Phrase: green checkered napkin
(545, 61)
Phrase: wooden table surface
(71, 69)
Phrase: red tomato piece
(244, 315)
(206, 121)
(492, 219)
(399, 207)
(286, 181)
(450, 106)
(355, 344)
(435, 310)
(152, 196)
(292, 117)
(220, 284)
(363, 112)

◆ ◆ ◆ ◆

__YOUR TASK__
Quote the part that opens with the line containing "Phrase: wooden table surface" and closes with the last line of the items, including both ends.

__WRITTEN RESPONSE__
Phrase: wooden table surface
(71, 69)
Phrase: red tomato piece
(244, 315)
(206, 121)
(492, 219)
(399, 207)
(286, 181)
(450, 106)
(355, 344)
(435, 310)
(152, 196)
(292, 117)
(220, 284)
(363, 112)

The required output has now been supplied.